Kyle Scheele: I think that that’s something that is very true. It’s the same thing as, a lot of times, I think these businesses aren’t around as much anymore, but back when Upworthy was a huge internet company, they talked about that they would have their writers write 20 headlines before they… They had to write 20 different headlines. I think BuzzFeed does this as well. Because the premise, the headline, the hook, that’s what actually gets people in, in the first place. I think for me, sometimes the idea does that on its own. The ideas that won’t leave me alone, that may just be that those are the ones with the most compelling premise. But I do think that that’s something that a creator has to think about, how do I get people to think about this? How do I get people to engage with this? How do I hook them in the first couple minutes? How do I hook them in the first couple seconds? How do I keep them engaged throughout?

I think that sometimes you can do that accidentally. I think I accidentally do that pretty well. What I have had to do over time is figure out, “Okay, what made that video work and what made this video not work?” Then I’ve started to identify, “In the first two seconds of this video, I gave you a pretty good hook. Then this other one, it takes a while to develop. That’s why that one didn’t do as well”. For instance, in that video of my dad, I start out by saying, I think I said, “This is the best gift idea I’ve ever had”.

It was right around Christmas time when that video came out. It’s just the time of year. You can see on my face that I’m laughing. It’s like, “This is going to be mischievous”. You can tell what the setup is right away. In the center of the video, the first thing I say in that video is “Here’s when I discovered that my brain doesn’t work the same way as everyone else’s” or something like that. I set up a premise.

Data below -
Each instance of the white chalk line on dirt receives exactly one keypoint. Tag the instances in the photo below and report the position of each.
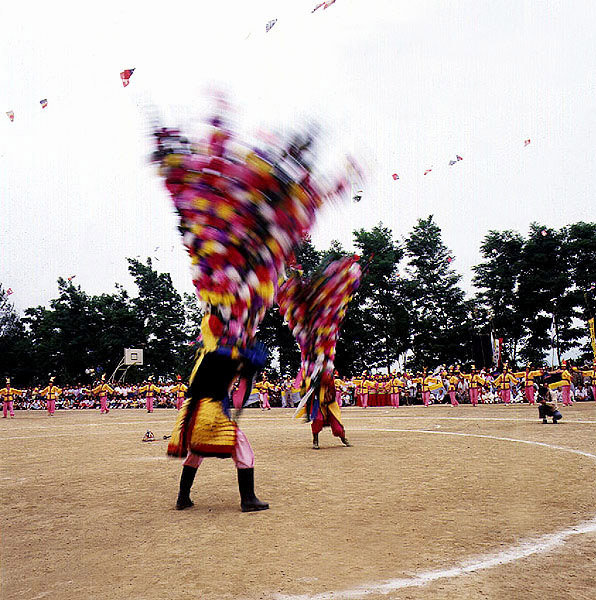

Brief - Copy out the interview excerpt about headlines and video hooks above in full, word for word.

Your response -
Kyle Scheele: I think that that’s something that is very true. It’s the same thing as, a lot of times, I think these businesses aren’t around as much anymore, but back when Upworthy was a huge internet company, they talked about that they would have their writers write 20 headlines before they… They had to write 20 different headlines. I think BuzzFeed does this as well. Because the premise, the headline, the hook, that’s what actually gets people in, in the first place. I think for me, sometimes the idea does that on its own. The ideas that won’t leave me alone, that may just be that those are the ones with the most compelling premise. But I do think that that’s something that a creator has to think about, how do I get people to think about this? How do I get people to engage with this? How do I hook them in the first couple minutes? How do I hook them in the first couple seconds? How do I keep them engaged throughout?

I think that sometimes you can do that accidentally. I think I accidentally do that pretty well. What I have had to do over time is figure out, “Okay, what made that video work and what made this video not work?” Then I’ve started to identify, “In the first two seconds of this video, I gave you a pretty good hook. Then this other one, it takes a while to develop. That’s why that one didn’t do as well”. For instance, in that video of my dad, I start out by saying, I think I said, “This is the best gift idea I’ve ever had”.

It was right around Christmas time when that video came out. It’s just the time of year. You can see on my face that I’m laughing. It’s like, “This is going to be mischievous”. You can tell what the setup is right away. In the center of the video, the first thing I say in that video is “Here’s when I discovered that my brain doesn’t work the same way as everyone else’s” or something like that. I set up a premise.